[DATA EXTRACT Boundary: Start]

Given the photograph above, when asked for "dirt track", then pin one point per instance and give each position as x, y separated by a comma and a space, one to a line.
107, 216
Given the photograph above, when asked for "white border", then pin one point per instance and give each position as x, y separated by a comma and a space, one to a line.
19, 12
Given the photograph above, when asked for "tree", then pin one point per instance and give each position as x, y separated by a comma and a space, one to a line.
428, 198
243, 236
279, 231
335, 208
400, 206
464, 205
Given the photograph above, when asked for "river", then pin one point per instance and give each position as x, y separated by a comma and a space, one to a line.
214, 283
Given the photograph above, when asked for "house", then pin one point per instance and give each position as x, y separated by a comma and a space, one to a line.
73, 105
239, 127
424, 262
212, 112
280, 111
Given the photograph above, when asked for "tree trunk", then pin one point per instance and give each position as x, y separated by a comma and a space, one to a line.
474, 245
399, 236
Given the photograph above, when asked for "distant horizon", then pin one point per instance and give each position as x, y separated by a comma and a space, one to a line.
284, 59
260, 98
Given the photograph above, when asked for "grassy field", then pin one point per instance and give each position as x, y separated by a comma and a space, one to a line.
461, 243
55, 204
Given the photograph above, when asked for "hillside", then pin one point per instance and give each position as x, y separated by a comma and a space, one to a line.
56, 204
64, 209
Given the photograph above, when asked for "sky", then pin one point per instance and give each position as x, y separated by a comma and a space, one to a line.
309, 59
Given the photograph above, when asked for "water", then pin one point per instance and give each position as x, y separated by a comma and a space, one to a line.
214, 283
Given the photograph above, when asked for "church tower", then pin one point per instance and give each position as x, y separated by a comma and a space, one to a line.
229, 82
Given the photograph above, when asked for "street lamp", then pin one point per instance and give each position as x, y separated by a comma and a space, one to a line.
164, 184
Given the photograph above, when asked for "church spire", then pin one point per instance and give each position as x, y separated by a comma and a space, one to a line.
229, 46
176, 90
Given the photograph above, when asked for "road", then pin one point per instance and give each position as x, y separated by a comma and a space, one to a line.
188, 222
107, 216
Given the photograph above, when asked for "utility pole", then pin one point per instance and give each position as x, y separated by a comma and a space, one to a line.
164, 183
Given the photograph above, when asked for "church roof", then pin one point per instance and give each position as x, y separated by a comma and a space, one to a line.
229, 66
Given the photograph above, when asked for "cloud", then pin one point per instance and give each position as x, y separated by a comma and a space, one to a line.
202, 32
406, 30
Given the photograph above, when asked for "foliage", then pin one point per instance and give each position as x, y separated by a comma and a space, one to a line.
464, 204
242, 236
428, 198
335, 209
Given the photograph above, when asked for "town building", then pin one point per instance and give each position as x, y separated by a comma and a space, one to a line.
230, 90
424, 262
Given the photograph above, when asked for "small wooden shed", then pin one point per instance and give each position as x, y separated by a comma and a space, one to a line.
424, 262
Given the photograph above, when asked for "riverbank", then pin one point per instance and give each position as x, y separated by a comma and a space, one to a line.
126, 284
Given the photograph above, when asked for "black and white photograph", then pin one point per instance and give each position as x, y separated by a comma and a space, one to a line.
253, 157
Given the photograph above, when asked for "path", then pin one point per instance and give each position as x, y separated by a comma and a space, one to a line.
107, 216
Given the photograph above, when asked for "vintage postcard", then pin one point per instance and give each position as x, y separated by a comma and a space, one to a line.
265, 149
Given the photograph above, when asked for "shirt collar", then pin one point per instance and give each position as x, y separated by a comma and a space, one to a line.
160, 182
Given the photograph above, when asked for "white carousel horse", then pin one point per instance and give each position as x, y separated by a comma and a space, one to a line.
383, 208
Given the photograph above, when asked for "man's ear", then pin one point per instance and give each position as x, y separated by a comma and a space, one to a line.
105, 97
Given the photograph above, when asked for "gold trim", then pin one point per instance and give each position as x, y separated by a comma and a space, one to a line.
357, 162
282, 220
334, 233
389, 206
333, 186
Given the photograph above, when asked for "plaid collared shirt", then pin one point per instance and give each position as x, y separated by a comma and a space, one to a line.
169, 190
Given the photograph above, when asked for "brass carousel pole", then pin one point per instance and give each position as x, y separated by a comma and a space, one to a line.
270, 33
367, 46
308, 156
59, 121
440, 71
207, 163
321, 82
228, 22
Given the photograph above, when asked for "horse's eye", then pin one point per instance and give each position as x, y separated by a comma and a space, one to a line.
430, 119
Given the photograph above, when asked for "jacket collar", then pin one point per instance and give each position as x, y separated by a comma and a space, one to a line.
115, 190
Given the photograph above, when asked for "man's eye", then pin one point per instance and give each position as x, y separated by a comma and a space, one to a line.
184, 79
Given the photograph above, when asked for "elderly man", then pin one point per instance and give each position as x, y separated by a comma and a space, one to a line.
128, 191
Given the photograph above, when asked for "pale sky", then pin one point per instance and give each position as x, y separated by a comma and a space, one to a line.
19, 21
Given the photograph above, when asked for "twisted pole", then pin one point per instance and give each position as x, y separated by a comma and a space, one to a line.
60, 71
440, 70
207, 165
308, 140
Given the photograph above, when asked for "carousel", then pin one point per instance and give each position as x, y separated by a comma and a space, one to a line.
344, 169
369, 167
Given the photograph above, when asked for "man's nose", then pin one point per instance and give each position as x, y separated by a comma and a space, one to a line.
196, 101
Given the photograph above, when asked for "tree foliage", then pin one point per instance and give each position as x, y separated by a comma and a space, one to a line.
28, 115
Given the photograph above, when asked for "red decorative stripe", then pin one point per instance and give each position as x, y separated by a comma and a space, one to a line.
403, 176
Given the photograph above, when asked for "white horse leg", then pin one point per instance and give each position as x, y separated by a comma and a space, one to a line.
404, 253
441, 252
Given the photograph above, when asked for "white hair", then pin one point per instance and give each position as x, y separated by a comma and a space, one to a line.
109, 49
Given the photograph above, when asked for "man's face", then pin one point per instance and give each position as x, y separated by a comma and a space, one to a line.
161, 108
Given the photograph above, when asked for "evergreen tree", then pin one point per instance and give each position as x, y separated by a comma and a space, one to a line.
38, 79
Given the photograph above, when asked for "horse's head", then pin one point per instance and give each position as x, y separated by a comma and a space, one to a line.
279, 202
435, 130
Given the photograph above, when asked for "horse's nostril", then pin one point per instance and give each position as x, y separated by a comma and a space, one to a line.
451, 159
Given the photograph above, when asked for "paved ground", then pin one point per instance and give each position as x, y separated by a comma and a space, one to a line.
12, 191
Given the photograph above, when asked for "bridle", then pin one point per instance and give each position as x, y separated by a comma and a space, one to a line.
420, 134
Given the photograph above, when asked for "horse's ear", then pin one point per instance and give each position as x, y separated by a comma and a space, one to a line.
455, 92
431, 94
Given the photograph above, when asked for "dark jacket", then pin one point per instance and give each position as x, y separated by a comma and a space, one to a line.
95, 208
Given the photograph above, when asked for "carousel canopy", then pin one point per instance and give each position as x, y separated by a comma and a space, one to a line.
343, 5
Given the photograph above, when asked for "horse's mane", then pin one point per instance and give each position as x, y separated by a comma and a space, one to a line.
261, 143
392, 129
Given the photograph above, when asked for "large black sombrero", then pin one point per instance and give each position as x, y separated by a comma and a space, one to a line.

[DATA EXTRACT Boundary: End]

[ABOUT THIS TASK]: Having gone through the data above, repeat it exactly.

[RESULT OF THE TASK]:
Given the photograph above, when asked for "dirt track", then pin one point per instance and give each position as x, y separated by a comma and a space, one to a line.
107, 216
Given the photograph above, when asked for "white border", then pin one point per instance and give each position as x, y separated by a comma and a space, one to a line.
19, 12
Given the photograph above, when asked for "tree", then pin one point per instance and give each position as x, y separated by a comma and a space, one to a line.
428, 198
243, 236
279, 231
335, 208
400, 206
464, 205
Given the photograph above, when asked for "river", then pin one point per instance and give each position as x, y separated by a comma and a space, one to a line.
214, 283
Given the photograph above, when asked for "house", then pin one point per instance and give each position as x, y separated by a comma and a space, one to a line.
73, 105
239, 127
424, 262
212, 112
280, 111
Given the photograph above, when asked for "tree trunk", then pin one point per instance and give each position as x, y separated by a comma and a space, one to a line.
474, 245
399, 236
Given the photograph above, when asked for "distant horizon", then pin one point per instance and give each position as x, y separated by a comma and a space, one to a line.
284, 59
260, 98
Given the photograph above, when asked for "grassy field", then pin one point per instance and give each position as x, y separated by a comma and a space, one to a line.
461, 243
55, 204
Given the photograph above, when asked for "hillside", then pin one point per instance and give each position as x, y separated by a comma and a space, one to a line.
56, 204
64, 209
Given the photograph above, when asked for "sky", then pin one point per instance and give each position as x, y separated by a comma and a space, one to a line.
309, 59
Given the photograph above, when asked for "water", then pin one point per instance and give each position as x, y separated by a comma and a space, one to a line.
214, 283
Given the photograph above, when asked for "church tower", then pin one point per instance and give each position as x, y separated by a comma and a space, one to a line.
229, 82
Given the photograph above, when asked for "street lamp", then pin one point per instance and give each position as x, y separated by a comma and a space, one to a line.
164, 184
Given the photograph above, when asked for "church spire", then pin one point per instance and give each position as x, y separated by a comma and a space, one to a line.
229, 46
176, 90
Given the photograph above, when asked for "road", then pin one point per instance and give each position as x, y separated by a comma and a space, one to a line.
188, 222
107, 216
Given the photograph above, when asked for "utility pole", then pin one point per instance and give each position as x, y separated by a comma and a space, one to a line.
164, 183
Given the photograph above, when asked for "church roof", then pin one point per instance and give each position as x, y separated by a comma and a space, one to a line.
229, 66
Given the photograph above, when asked for "cloud", then pin one point per instance and give each position as x, y separated by a comma and a space, one to a line.
202, 32
406, 30
Given the photograph above, when asked for "foliage", then pin one point per instance and give each position as x, y separated by a comma and a space, one to a line.
464, 204
242, 236
428, 198
335, 209
Given the photograph above, when asked for "town building", then pin one point per instance and give each position as x, y separated by a comma and a space, one to a line.
230, 90
424, 262
Given the photograph above, when asked for "small wooden shed", then pin one point per instance and give each position as x, y separated by a comma and a space, one to a line.
424, 262
Given the photograph above, when asked for "riverbank", then pin one point per instance and give each position as x, y separated by a comma and a space, one to a line.
126, 284
Given the photograph above, when asked for "black and white photograph", then pin one point per instance and give each position as x, y separated by a comma and a space, one to a line.
253, 157
Given the photograph above, when asked for "path", then pin one point per instance and give each position as x, y separated by a comma and a space, one to a line.
107, 216
Given the photograph above, when asked for "vintage postcard", then pin one point per instance and give each position as x, y separated by a comma and a space, one to a line.
265, 149
Given the photograph above, when asked for "shirt collar", then pin one point per instance and give each position as x, y separated by a comma and a space, one to a line.
160, 182
Given the photograph above, when asked for "white carousel horse", then pin one point per instance and give each position as x, y separated by a comma and a space, one to a line.
383, 208
Given the photograph above, when asked for "man's ear", then pin one point per instance and give each position as x, y separated by a comma and a space, one to a line.
105, 97
Given the photograph above, when asked for "gold trim", then pin one point per instance and give each position as x, y separated by a comma and a space, one to a line.
357, 162
282, 220
334, 233
389, 206
333, 186
Given the photograph above, when asked for "plaid collared shirt", then pin one point per instance and give each position as x, y separated by a comma and a space, one to a line.
169, 190
Given the photograph above, when asked for "brass carousel pole", then pin one point per instance and give each position as x, y separated by a comma and a space, one to a line.
270, 33
367, 46
308, 156
59, 121
440, 71
207, 163
321, 82
228, 22
Given the photograph above, when asked for "horse's eye", then pin one point per instance and give each position as x, y separated by a comma and a space, one to a line.
430, 119
Given the photograph above, when asked for "jacket collar", then pin one point per instance and give each position as x, y separated by a comma and a space, one to a line.
115, 190
Given the photograph above, when asked for "man's eye", then pin one point per instance and give each position as x, y separated by a comma and a space, one to a line.
184, 79
Given the photograph above, when asked for "elderly man", then pin one point per instance and give each position as x, y separated by a comma and a space, one to a line.
128, 191
Given the photograph above, when asked for "pale sky", then pin one point per instance and give each position as x, y separated by a comma and a space, one to a line.
19, 21
Given the photograph above, when asked for "twisted pole", then pin one point per instance and give each position as x, y separated by a comma and a space, one to a line.
60, 71
440, 70
207, 165
308, 140
Given the photograph above, when asked for "carousel", then pin one point per instance and give each position as x, y separated by a comma and a space, one to a line.
344, 169
369, 167
Given the photograph above, when asked for "man's nose", then pin one point per instance and give each position as x, y separated by a comma and a space, one to a line.
196, 101
Given the photograph above, when asked for "tree foliage", then pin one point per instance and give each position as x, y separated by a comma and a space, one to a line.
28, 115
Given the photograph above, when asked for "red decorative stripe", then pin one point per instance and give each position as x, y separated by a comma and a space, one to a line.
403, 176
Given the photograph above, when asked for "white horse leg", then pin one point per instance and give each position as x, y separated by a comma and a space, one to a line.
404, 253
441, 252
Given the photograph above, when asked for "white hair", then pin one point per instance and give each position as x, y separated by a comma and a space, one to a line.
109, 49
Given the photograph above, when asked for "man's face", then pin one point per instance and give each position as x, y separated by a comma and a space, one to a line.
161, 108
Given the photograph above, when asked for "evergreen tree", then pin one point per instance and give each position as x, y separated by a comma and a space, one to a line.
38, 79
Given the photograph above, when asked for "horse's head", then pin one point per instance and give each position as x, y separated by a comma and a space, one to a line.
279, 202
435, 130
Given the photograph above, when asked for "horse's nostril", then pin one point per instance and give each position as x, y separated by a comma and a space, one to a line.
451, 159
Given the photograph above, when asked for "paved ground", then pin one point per instance and give each position as x, y separated by a comma and a space, one to a line.
12, 191
Given the photograph above, when asked for "bridle", then pin one point per instance and give each position as x, y separated by a comma and a space, one to a line.
420, 134
Given the photograph above, when asked for "horse's ear", then pin one point per instance and give each position as x, y separated by a comma and a space, one to a line.
455, 92
431, 94
Given the photograph above, when asked for "dark jacket", then pin one point per instance and give each position as x, y separated by a comma and a space, one to a line.
95, 208
Given the photograph above, when asked for "carousel canopy", then pin one point per instance and give each position as x, y separated by a comma and a space, one to a line.
343, 5
Given the photograph above, when asked for "horse's mane", then pin one point per instance and give each position as x, y separated by a comma and a space, one to a line.
261, 143
392, 129
Given the photograph above, when asked for "large black sombrero", then pin one point per instance and give each position as x, y separated by a comma and a space, one to a line.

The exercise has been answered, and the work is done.